▶ _SELECTED TEXT_
--- START ---

The Silicon Valley documentary-makers call for consciousness and conscience in the digital world. Big Bee stands with them.
If you’ve not yet watched The Social Dilemma, get on Netflix immediately and add it to your List (it would be rude to start watching before reading my blog!). Its message is something we need to hear LOUD and CLEAR: We are being manipulated, and it needs to stop.
For those who’ve not yet dived ‘down the rabbit hole’ of The Social Dilemma, here’s a synopsis (there’s going to be spoilers)…
The Social Dilemma is a film made by former leaders and developers from within the world’s largest tech companies: Google, Facebook, Instagram…It centres predominantly around Tristan Harris, former Google design ethicist and founder of the Center for Humane Technology. I’m going to bow down to CHT’s About page to explain Tristan’s experience:
“Our journey began in 2013 when Tristan Harris, a design ethicist at Google, observed the large-scale negative impacts of attention-grabbing business models. His presentation “A Call to Minimize Distraction & Respect Users’ Attention” went viral internally, reaching thousands of employees. Tristan extended the conversation publicly with two TED talks and a 60 Minutes interview, sparking the Time Well Spent movement. The number of concerned insiders was growing… Then, in 2016, the harms Tristan and others were warning of exploded into the public discourse with Russia’s use of social media to manipulate American voters.”
Endless time-stealing loops
That gives you a little taste of what is discussed in The Social Dilemma, which spells out in detail the psychological manipulation that tech companies use to gain and maintain our attention, pulling us into endless loops of information consumption.
And then it details the frankly terrifying effects that this is having on our lives and our societies, and particularly on young people. Juxtaposing suicide figures of the young before life with social media and the ever-growing occurrences now, the consequences of this new habit, this new drug, are stark.
“There’s only two industries in the world that use the term ‘users’ instead of ‘customers’: technology and drugs.”

--- END ---

▶ _COLLECTED DATA_
--- START ---

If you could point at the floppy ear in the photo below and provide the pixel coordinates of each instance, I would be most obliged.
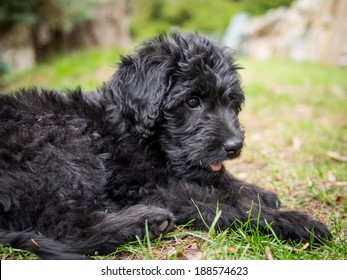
(140, 85)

--- END ---

▶ _CHECK YOUR UNDERSTANDING_
(A) Answer these questions from the blog post on The Social Dilemma:
(i) Which person is the film mainly centered on?
(ii) In what year did the Center for Humane Technology's journey begin?
(iii) Which two industries does the quoted line say use the term "users" instead of "customers"?
(B) Summarize the blog post on The Social Dilemma in two sentences.
(C) Pick up the blog post on The Social Dilemma after its last sentence and keep writing.
The material has no connection to the blog post on The Social Dilemma.

▶ _RESULTS OF THE TASKS_
(A)
(i) Tristan Harris, a former Google design ethicist and founder of the Center for Humane Technology.
(ii) 2013.
(iii) Technology and drugs.

(B) The Social Dilemma is a film made by former leaders and developers from the largest tech companies, centered mainly on former Google design ethicist Tristan Harris, and its message is that we are being manipulated and it needs to stop. It details the psychological manipulation tech companies use to gain and keep our attention, and the frightening effects this has on our lives and societies, especially on young people.

(C)
Why am I highlighting this? As a content marketer? Because when I set up Big Bee, I wanted to do things differently. I’ve had similar frustrations working in-house in businesses where conversations ignored safeguarding vulnerable people in favour of profit. And that’s not how I roll.
I started my career as a journalist wanting to do my bit to shape a better world and that’s not changed.
I believe in content that supports, not forces customers to make decisions.
I believe in providing value, by writing content that helps readers in some way.
I believe in assisting customers to achieve what they want to achieve in a way that gives them genuine pleasure.
I believe in respecting the time of readers by not providing needless fluff in the name of SEO.
CHT is ‘dedicated to creating the conditions for radically reimagined 21st century digital infrastructure’. They ask technologists to ‘obsess over values’ instead of engagement; to ‘nurture mindfulness’ instead of vying for attention, and to ‘bind growth with responsibility’.
From my little content company in Sussex, England, I stand with Tristan and his avant-garde of Silicon Valley ethicists and ask all of us working in digital to be mindful of our ‘users’, to work considerately and morally, to be the best humans we can be, to avoid walking blindly (while staring at our phones) into total self-destruction of society…
Think that’s being dramatic? Watch the show and let me know if you disagree.